▶ _AUFGABE_: Schreiben Sie den unten stehenden Reisebericht über Kerz, Egresch und Wien vollständig und wortgetreu ab.

▶ _TEXTAUSZUG_:
=======
Zisterzienser haben den Deutschen Orden hier beerbt. Also erfahren wir auf dem historischen Boden der Kerzer Abtei, dass diese Mönche nur von Brot und Wasser gelebt haben. Das „Zisterzienserbrot“ wurde aber aus Speck, Hackfleisch, Eiern und Dörrpflaumen mit ganz wenig Mehl gebacken und das „Wasser“ wurde aus den vom Orden aus Frankreich hier eingeführten Trauben gekeltert. Das beeindruckt Historiker wie Laien, und der Reiseleiter beschließt demokratisch, das Mutterkloster von Kerz außerplanmäßig anzufahren. Nach einem halben Tag in der schönen Haupt- und Hermannstadt und einem kurzen Aufenthalt im geschichtsträchtigen Mühlbach windet sich der riesige Bus auf abenteuerlichen, immer enger werdenden Sträßchen bis nach Egresch, und wir sehen … nichts. Ein steiniges Unkrautfeld mit streunenden Hunden ist alles, was von der einstigen Pracht des Zisterzienserklosters übrig geblieben ist, und alle wissen: Jetzt sind wir wirklich im Egrisch. Das tut der guten Laune durchaus keinen Abbruch. Szeged wird nur bei Nacht besichtigt und alle freuen sich auf Wien. Da läuft Prof. Dr. Harald Zimmermann zu ganz großer Form auf. Er, dessen 85. Geburtstag wir gemeinsam auf der Reise feiern durften, kennt sich nicht nur in den verstaubten Deutschordens-Dokumenten des Vatikans bestens aus, sondern auch in der quicklebendigen Stadt Wien. Im Geschwindschritt führt er von einer Sehenswürdigkeit zur nächsten, dass die Gruppe größte Mühe hat zu folgen.
=======
▶ _BEREITGESTELLTES MATERIAL_:

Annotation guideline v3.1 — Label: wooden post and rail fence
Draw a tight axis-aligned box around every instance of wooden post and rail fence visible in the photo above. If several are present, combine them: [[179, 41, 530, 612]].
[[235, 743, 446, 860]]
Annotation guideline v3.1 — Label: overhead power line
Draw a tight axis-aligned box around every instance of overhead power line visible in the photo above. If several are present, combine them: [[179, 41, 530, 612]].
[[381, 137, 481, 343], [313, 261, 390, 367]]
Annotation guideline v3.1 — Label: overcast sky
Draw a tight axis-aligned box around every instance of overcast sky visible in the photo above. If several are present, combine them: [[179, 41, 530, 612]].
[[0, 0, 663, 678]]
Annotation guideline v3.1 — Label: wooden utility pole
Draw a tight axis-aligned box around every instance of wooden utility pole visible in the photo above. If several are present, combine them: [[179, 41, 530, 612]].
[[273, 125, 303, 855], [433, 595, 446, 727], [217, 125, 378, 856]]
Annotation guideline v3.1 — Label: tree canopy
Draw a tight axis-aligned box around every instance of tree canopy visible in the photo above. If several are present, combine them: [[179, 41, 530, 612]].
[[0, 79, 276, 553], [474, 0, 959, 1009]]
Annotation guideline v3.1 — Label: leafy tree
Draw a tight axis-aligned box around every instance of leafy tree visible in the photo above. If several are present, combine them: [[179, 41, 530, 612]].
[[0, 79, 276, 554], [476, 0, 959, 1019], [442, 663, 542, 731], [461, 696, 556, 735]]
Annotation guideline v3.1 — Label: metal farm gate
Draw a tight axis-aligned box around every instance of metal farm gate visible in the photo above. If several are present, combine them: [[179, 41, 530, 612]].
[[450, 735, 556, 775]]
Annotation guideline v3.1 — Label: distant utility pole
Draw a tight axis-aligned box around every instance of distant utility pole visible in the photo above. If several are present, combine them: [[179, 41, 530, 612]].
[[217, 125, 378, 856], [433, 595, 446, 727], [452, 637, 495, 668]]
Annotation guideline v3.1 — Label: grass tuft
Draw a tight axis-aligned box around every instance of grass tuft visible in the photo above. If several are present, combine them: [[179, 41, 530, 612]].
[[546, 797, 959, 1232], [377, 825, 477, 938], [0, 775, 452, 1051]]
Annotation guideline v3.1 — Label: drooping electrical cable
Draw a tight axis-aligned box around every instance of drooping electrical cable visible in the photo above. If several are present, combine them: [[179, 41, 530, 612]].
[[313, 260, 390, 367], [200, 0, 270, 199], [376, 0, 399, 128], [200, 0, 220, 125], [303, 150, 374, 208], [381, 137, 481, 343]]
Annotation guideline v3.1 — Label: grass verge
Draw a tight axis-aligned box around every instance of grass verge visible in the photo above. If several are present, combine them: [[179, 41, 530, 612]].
=======
▶ _ERGEBNIS_:
Zisterzienser haben den Deutschen Orden hier beerbt. Also erfahren wir auf dem historischen Boden der Kerzer Abtei, dass diese Mönche nur von Brot und Wasser gelebt haben. Das „Zisterzienserbrot“ wurde aber aus Speck, Hackfleisch, Eiern und Dörrpflaumen mit ganz wenig Mehl gebacken und das „Wasser“ wurde aus den vom Orden aus Frankreich hier eingeführten Trauben gekeltert. Das beeindruckt Historiker wie Laien, und der Reiseleiter beschließt demokratisch, das Mutterkloster von Kerz außerplanmäßig anzufahren. Nach einem halben Tag in der schönen Haupt- und Hermannstadt und einem kurzen Aufenthalt im geschichtsträchtigen Mühlbach windet sich der riesige Bus auf abenteuerlichen, immer enger werdenden Sträßchen bis nach Egresch, und wir sehen … nichts. Ein steiniges Unkrautfeld mit streunenden Hunden ist alles, was von der einstigen Pracht des Zisterzienserklosters übrig geblieben ist, und alle wissen: Jetzt sind wir wirklich im Egrisch. Das tut der guten Laune durchaus keinen Abbruch. Szeged wird nur bei Nacht besichtigt und alle freuen sich auf Wien. Da läuft Prof. Dr. Harald Zimmermann zu ganz großer Form auf. Er, dessen 85. Geburtstag wir gemeinsam auf der Reise feiern durften, kennt sich nicht nur in den verstaubten Deutschordens-Dokumenten des Vatikans bestens aus, sondern auch in der quicklebendigen Stadt Wien. Im Geschwindschritt führt er von einer Sehenswürdigkeit zur nächsten, dass die Gruppe größte Mühe hat zu folgen.